• **Testo di lettura**:
Il problema non è la singola norma – non solo – ma la catena di comando che si è sfaldata e non funziona più. Sempre a proposito di Armao, è clamoroso lo smacco sull’articolo 8. Approvato dall’aula – concede finanziamenti a fondo perduto alle imprese non bancabili – rischia di non essere attivato, perché la convenzione fra la Regione e la BEI (Banca Europea degli Investimenti) sarebbe costata 1 milione e mezzo. Un trucco, secondo le opposizioni, “per distribuire prebende agli amici degli amici” (lo ha detto Barbagallo, segretario del Pd). Mentre il grillino Di Caro ha parlato apertamente di “consulenze”. L’assessore, però, ha scaricato la rabbia (comprensibile) sul nostro giornale (un po’ meno), minacciando querela. Ovviamente a mezzo social, dove qualche ora prima, tacciando come “farisaico” l’emendamento proposto dal dem Giuseppe Lupo, aveva indisposto a tal punto le opposizioni da costringerle – all’unisono – a disertare una riunione col governo. “Mancanza di rispetto istituzionale”, si leggeva in una nota.

• **Attività 1**: Nel brano sull'assessore Armao, quanto sarebbe costata la convenzione fra la Regione e la BEI?
• **Attività 2**: Prosegui il brano sull'assessore Armao a partire dall'ultima frase riportata.

Dati di espressioni referenziali
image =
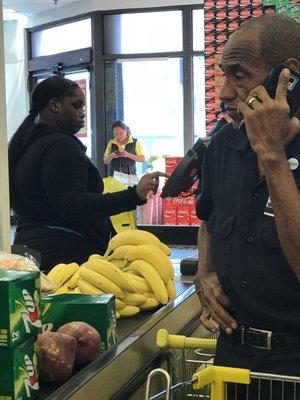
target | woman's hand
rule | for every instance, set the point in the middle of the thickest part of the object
(214, 303)
(149, 182)
(123, 153)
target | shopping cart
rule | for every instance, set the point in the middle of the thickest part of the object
(191, 375)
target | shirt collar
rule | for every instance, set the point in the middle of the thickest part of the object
(240, 143)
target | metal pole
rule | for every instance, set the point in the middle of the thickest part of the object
(4, 188)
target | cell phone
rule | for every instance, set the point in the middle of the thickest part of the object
(293, 89)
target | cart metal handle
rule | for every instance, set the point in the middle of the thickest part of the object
(158, 371)
(165, 341)
(217, 376)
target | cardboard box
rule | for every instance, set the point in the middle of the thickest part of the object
(96, 310)
(19, 307)
(195, 221)
(19, 378)
(184, 215)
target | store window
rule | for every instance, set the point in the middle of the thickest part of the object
(150, 32)
(148, 95)
(62, 38)
(199, 97)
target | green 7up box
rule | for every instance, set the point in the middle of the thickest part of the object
(97, 311)
(19, 306)
(18, 378)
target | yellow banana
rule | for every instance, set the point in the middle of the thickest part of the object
(134, 299)
(152, 255)
(153, 278)
(164, 258)
(150, 303)
(88, 288)
(139, 278)
(128, 311)
(61, 273)
(171, 289)
(132, 237)
(72, 282)
(119, 304)
(101, 282)
(76, 291)
(166, 249)
(111, 272)
(139, 285)
(63, 289)
(95, 256)
(120, 263)
(120, 252)
(149, 294)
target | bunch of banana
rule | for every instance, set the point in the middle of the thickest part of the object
(137, 271)
(132, 237)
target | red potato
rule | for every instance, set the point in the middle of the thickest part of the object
(87, 338)
(56, 355)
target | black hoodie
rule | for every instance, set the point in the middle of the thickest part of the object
(53, 182)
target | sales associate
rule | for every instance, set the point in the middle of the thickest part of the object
(123, 151)
(56, 191)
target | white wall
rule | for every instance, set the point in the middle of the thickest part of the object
(84, 6)
(14, 38)
(15, 75)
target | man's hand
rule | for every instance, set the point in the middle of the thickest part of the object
(268, 124)
(149, 182)
(214, 303)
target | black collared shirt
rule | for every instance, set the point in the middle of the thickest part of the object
(246, 252)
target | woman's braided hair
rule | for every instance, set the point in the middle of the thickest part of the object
(53, 87)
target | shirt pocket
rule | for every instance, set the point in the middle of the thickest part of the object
(269, 233)
(220, 226)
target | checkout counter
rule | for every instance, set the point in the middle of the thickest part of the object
(121, 370)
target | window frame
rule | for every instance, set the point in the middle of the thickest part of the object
(93, 59)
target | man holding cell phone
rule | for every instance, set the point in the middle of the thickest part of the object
(249, 241)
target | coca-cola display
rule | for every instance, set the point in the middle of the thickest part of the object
(179, 210)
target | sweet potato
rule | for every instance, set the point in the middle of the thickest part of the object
(56, 355)
(87, 338)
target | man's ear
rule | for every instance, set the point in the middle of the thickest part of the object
(53, 105)
(293, 63)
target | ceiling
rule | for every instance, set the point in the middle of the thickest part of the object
(30, 7)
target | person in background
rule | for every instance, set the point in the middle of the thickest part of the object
(223, 119)
(123, 151)
(55, 190)
(249, 260)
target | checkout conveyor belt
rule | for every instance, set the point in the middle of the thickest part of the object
(116, 367)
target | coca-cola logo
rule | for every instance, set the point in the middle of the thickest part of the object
(184, 200)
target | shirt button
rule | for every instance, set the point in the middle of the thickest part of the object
(250, 240)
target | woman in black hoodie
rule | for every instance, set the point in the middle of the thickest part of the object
(55, 190)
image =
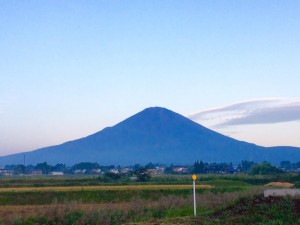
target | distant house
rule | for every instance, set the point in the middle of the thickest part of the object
(4, 172)
(156, 171)
(126, 170)
(180, 170)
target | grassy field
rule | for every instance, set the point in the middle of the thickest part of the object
(235, 199)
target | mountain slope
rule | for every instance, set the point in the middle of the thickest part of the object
(156, 135)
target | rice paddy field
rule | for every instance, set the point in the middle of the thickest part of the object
(221, 199)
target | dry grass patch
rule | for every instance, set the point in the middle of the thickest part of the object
(123, 187)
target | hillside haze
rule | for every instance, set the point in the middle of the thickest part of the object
(154, 135)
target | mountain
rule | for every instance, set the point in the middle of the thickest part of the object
(154, 135)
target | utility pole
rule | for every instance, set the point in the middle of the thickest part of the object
(194, 177)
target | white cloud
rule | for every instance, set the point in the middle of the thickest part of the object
(257, 111)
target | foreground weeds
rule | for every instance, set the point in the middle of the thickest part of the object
(135, 210)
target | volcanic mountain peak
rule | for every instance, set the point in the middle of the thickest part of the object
(155, 134)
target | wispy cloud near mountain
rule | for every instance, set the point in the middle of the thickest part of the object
(258, 111)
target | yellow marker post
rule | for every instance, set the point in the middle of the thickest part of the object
(194, 177)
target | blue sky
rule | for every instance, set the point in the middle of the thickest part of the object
(70, 68)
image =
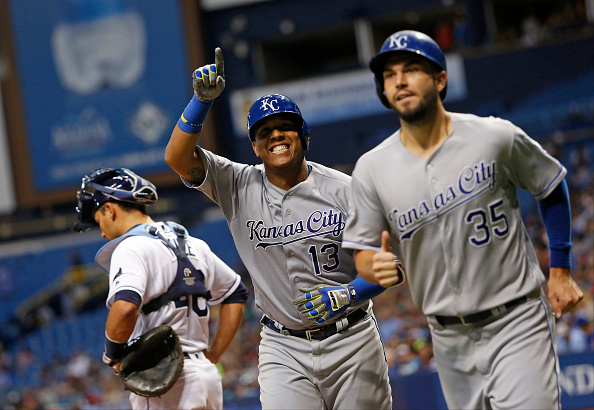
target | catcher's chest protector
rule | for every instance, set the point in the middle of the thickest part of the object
(188, 282)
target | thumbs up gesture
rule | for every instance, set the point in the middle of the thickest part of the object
(386, 267)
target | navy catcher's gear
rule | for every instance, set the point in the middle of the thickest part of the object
(105, 184)
(412, 42)
(153, 363)
(276, 104)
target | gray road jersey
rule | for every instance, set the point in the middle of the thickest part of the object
(455, 217)
(286, 239)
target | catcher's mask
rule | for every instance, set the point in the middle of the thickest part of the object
(276, 104)
(110, 184)
(410, 41)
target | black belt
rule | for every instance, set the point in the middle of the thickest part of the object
(318, 333)
(485, 314)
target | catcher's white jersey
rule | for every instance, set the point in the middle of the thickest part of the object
(147, 266)
(286, 239)
(454, 218)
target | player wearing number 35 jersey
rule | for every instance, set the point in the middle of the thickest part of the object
(320, 346)
(442, 191)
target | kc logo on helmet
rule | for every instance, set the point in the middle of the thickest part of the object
(399, 41)
(266, 105)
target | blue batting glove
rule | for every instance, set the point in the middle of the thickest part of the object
(321, 303)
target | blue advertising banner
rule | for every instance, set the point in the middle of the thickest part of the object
(103, 83)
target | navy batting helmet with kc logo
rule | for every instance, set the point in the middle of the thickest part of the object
(410, 41)
(276, 104)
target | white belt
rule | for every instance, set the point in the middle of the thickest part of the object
(197, 355)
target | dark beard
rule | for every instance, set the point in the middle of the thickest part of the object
(425, 110)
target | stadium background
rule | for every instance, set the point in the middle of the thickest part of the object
(88, 83)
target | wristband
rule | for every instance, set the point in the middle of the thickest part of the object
(113, 351)
(192, 119)
(361, 290)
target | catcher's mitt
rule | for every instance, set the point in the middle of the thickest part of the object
(152, 364)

• **Risultato atteso 1**: 1 milione e mezzo.

• **Risultato atteso 2**:
Il principale artefice di questa manovra, accusato di “trasformare la Finanziaria in una bagarre” dal democratico Dipasquale, ha sparato a raffica dai social, dove raccogliere like era più semplice che farlo in aula. Mentre in aula, dove contava, è rimasto praticamente all’asciutto. Fra le norme discusse, poi accantonate e mai più riprese, c’è anche l’ultimo tentativo di attrarre capitale straniero nell’Isola. L’articolo 50, una riproposizione del Modello Portogallo (già bocciato un paio di anni fa), si intitolava “Ritorno in Sicilia” e si proponeva di riconoscere “a titolo di incentivo”, per coloro che avessero trasferito in Sicilia la propria residenza fiscale, “un contributo parametrato alle imposte di spettanza della Regione (…) a titolo di addizionale regionale all’imposta sul reddito delle persone fisiche (IRPEF), di tassa automobilistica per i veicoli di loro proprietà, di imposta di registro, ipotecaria, catastale per l’acquisto di beni immobili ricadenti nel territorio regionale”. Se ne riparlerà l’anno prossimo (forse), per l’ultima Finanziaria della saga.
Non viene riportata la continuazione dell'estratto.